Region pointing data

☆ ☆ ☆

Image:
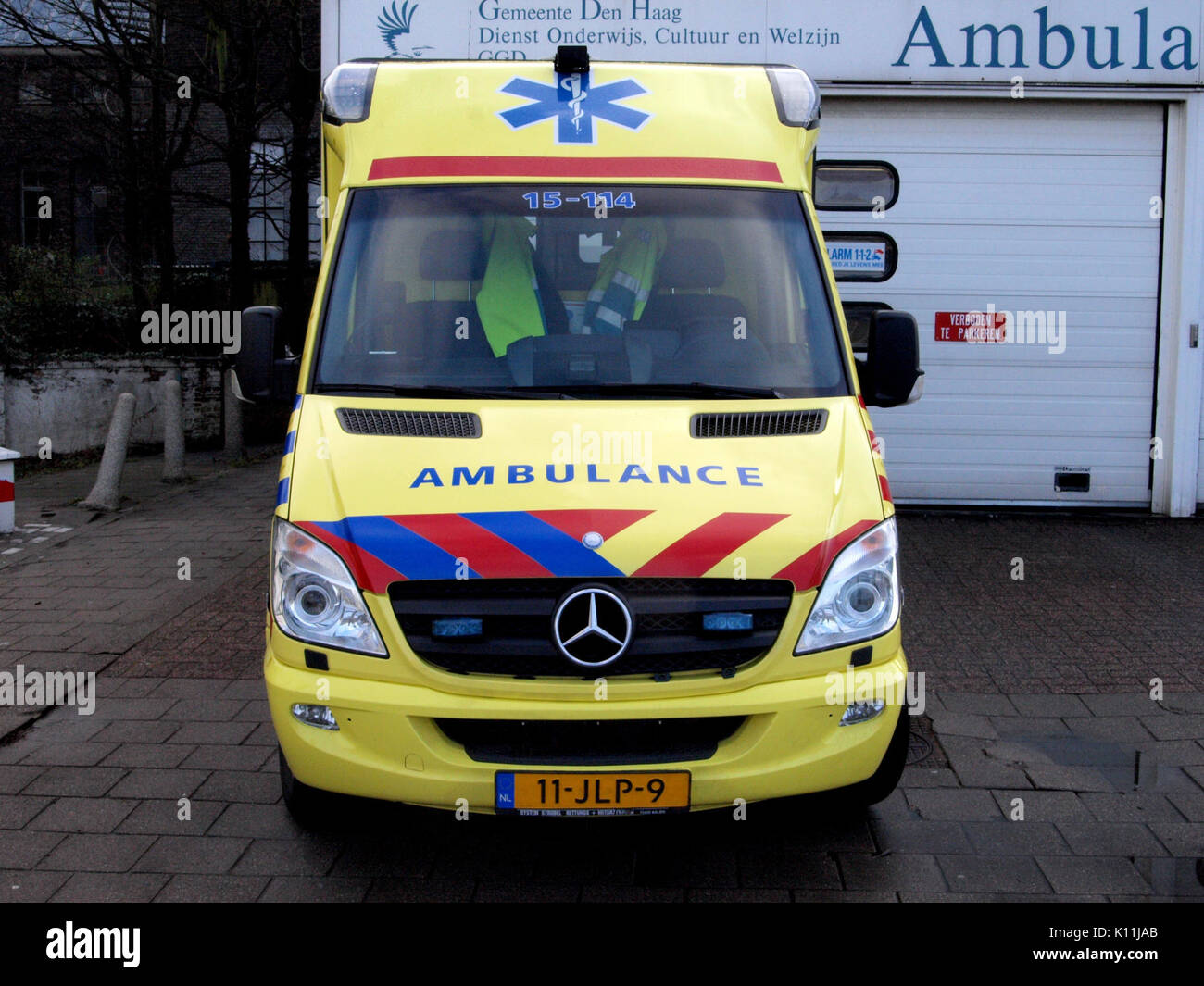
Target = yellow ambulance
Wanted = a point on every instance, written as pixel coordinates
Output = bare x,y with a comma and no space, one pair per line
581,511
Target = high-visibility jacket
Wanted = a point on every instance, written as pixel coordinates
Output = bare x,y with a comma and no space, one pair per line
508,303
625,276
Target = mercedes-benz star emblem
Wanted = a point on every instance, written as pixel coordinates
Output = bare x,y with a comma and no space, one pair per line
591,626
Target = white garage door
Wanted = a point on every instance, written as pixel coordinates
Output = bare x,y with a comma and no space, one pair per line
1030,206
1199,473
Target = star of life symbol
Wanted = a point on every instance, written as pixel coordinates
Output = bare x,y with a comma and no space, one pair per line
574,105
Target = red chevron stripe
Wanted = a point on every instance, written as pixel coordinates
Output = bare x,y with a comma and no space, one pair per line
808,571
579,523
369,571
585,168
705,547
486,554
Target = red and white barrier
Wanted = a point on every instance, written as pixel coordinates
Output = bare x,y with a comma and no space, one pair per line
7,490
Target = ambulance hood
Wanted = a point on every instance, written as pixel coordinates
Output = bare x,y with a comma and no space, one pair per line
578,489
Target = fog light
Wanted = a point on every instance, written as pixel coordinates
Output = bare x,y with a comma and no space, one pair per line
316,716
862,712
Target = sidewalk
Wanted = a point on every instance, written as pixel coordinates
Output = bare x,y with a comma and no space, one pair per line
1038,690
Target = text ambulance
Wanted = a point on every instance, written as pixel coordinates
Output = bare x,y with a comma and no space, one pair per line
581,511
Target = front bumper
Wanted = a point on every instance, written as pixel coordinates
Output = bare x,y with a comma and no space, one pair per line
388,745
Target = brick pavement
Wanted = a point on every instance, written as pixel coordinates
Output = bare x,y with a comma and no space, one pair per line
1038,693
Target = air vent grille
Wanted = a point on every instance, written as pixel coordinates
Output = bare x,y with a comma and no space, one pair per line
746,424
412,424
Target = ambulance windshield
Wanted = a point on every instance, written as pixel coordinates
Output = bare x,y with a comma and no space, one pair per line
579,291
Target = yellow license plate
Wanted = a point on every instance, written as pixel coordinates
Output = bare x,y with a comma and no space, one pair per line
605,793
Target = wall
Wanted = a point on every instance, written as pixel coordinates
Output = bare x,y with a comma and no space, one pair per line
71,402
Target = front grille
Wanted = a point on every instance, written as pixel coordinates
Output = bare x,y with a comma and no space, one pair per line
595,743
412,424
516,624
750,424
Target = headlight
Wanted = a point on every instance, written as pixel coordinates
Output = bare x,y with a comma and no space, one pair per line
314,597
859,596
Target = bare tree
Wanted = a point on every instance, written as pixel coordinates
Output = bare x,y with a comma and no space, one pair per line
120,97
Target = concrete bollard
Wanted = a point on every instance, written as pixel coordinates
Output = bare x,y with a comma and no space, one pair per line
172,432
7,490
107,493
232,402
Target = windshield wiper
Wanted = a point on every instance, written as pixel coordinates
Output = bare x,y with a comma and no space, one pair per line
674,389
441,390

☆ ☆ ☆

**Your instructions**.
Write out the records once more, exactly as they stand, with no images.

**Solution to this exercise**.
Image:
Target = yellow ambulance
Wanted = a point on every instance, written as pixel coordinates
Output = bare x,y with a comma and no space, one pair per line
581,511
Target = high-visibility jacket
Wanted = a point on every instance, written as pixel coordinates
Output = bare x,y with a comma and no space, one pair per line
508,303
625,276
Target = mercedes-benz star emblem
Wanted = a point on every instance, written as pixel coordinates
Output = bare x,y with a comma and no space, one pair per line
591,626
Target = white garage door
Wanted = a point on every instance, written as pixel coordinates
Output = bare x,y with a comma and no space, one pair per line
1030,206
1199,473
Target = star of life symbol
Wanted = a point on every instance, written as pixel coordinates
Output = bare x,y with a comma and no space, one pair per line
574,105
Target = red chevron stripe
Wanted = a point on every instance, written as pixel coordinates
Output = bare x,y with a comma and no space, one pair per line
808,571
579,523
369,571
585,168
705,547
486,554
Target = red and white barrier
Wanted = a point on every instance, written as pixel coordinates
Output = bare x,y with a comma and no space, one pair per line
7,490
Target = ambulance hood
Wanted = a point on every instance, written as pixel coordinates
Output = bare x,y with a comma and no space, one pair per line
578,489
Target = fog light
Wanted = a point on every instance, written as pixel coordinates
Output = bare x,y with a comma and no space, one pair per line
316,716
862,712
Target = sidewalk
Wanted = a point on every instance, written as pixel coordinates
Output = bare x,y with a comma and no space, one pair per line
1038,690
Target = text ambulance
Wanted = a point on every instance, written as pixel coordinates
Output = bare x,y with a comma and no space, one pair per line
581,511
Target = front bumper
Wanted = a point on every instance, written as pixel coordinates
Output = bare x,y with a comma and no space, one pair per line
388,745
Target = brick pavement
Wanted = a point on every instance, written as pixel coordinates
Output = bare x,y with a comma and no space, one pair per line
1038,693
Target = air vent grille
Wanted = a point on every instance, written as pixel coordinates
Output = bare x,y with a comma and no space, one pair per line
746,424
412,424
Target = ambulance windshield
Wanted = a point on every instance, written as pixel coordinates
Output = bare x,y with a comma and no space, one pair per line
579,291
Target = yellow license plate
Wanted = a point on every instance, written as pixel coordinates
Output = bare x,y with a comma and no space, one pair per line
605,793
Target = wall
Wanted = a point on every instance, written as pixel coordinates
Output = bare x,y with a comma and no space, one pair per line
71,402
Target = front grille
Wanted = a point on every instance, written as pixel coordinates
Output = bare x,y with a comma and no space, one pair per line
595,743
412,424
516,624
750,424
Target = headlight
Wanted = a point on every instance, written as pixel coordinates
Output = bare x,y with a comma and no space, one pair per line
314,597
859,596
Target = bare tree
Wanted = a point on every instance, written as pixel coordinates
Output = bare x,y with a comma and no space, one pair per line
120,97
Target = concrete bollard
Wanted = a point on every instance, written as pixel coordinates
Output = bare x,y with a comma and no space, one pair per line
172,432
7,490
107,493
232,402
Target = windshield wiper
Wanted = a point on every instance, written as pixel coordinates
Output = bare x,y with a comma and no space, one pair per line
674,389
441,390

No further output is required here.